[Records drawn from a dataset]

>>

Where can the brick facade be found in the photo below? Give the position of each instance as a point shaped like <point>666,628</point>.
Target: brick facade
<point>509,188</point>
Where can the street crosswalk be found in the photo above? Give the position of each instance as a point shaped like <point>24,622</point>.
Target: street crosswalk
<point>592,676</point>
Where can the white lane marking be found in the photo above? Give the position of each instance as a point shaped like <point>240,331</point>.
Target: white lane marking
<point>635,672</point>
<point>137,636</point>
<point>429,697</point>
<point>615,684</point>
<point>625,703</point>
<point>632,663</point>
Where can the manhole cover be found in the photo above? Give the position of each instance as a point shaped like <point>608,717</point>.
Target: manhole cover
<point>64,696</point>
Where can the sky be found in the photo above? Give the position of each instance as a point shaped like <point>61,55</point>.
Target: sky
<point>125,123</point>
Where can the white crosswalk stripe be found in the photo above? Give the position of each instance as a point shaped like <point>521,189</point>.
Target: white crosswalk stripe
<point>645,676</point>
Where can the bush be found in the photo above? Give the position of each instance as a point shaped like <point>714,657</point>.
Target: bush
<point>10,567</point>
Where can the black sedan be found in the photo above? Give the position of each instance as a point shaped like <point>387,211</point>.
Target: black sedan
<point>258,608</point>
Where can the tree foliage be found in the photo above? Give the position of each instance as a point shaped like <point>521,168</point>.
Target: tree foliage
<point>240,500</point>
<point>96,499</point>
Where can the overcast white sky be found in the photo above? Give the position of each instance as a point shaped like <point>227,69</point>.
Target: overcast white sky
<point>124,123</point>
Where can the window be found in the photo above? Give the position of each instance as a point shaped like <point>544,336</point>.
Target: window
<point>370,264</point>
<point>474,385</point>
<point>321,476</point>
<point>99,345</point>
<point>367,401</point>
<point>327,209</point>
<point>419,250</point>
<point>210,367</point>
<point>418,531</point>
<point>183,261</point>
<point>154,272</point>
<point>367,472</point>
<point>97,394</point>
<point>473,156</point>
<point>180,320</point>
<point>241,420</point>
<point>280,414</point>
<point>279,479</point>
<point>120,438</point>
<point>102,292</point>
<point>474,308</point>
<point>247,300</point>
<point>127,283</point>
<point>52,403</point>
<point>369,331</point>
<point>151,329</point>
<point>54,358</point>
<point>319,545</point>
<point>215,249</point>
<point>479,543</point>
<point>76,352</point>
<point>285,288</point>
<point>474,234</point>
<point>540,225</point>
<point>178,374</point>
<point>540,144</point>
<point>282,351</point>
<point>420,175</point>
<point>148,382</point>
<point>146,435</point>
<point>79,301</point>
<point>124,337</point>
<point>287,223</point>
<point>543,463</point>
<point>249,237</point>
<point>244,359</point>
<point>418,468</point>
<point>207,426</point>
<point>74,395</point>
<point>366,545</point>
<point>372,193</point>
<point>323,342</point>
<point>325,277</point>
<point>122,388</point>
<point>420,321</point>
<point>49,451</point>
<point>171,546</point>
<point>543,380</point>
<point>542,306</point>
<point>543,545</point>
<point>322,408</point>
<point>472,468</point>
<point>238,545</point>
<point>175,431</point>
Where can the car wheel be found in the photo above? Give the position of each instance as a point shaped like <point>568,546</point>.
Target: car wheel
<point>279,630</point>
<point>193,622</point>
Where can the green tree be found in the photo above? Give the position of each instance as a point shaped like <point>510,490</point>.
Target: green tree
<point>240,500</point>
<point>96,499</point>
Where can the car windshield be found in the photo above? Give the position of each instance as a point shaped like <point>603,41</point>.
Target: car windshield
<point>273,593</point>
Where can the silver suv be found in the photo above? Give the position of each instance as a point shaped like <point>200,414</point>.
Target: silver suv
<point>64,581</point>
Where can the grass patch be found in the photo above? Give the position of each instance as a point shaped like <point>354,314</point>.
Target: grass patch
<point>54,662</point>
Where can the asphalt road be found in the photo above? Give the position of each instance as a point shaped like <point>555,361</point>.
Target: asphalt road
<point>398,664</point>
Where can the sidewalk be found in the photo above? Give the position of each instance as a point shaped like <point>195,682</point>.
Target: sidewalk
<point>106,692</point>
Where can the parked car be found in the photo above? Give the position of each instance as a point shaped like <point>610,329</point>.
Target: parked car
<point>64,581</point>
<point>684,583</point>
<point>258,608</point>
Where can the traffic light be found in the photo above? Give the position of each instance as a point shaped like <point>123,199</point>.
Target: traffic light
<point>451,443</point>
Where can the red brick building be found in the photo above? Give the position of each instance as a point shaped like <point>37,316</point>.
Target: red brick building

<<

[To do] Please give again the lines above between the line holding "Where can the tree" and the line holding "Where can the window", inclusive, exactly as they are and with nothing added.

[Result of the exercise]
Where can the tree foliage be found in the photo above? Give the position of each instance as a point shaped like <point>521,168</point>.
Target: tree foliage
<point>240,500</point>
<point>96,499</point>
Where can the overcast white sky be found in the photo above? Give the position of each instance as a point shaped like <point>227,69</point>.
Target: overcast white sky
<point>124,123</point>
Where can the window be found in the photo above? Give the position of each instance as a point shaped like <point>544,336</point>.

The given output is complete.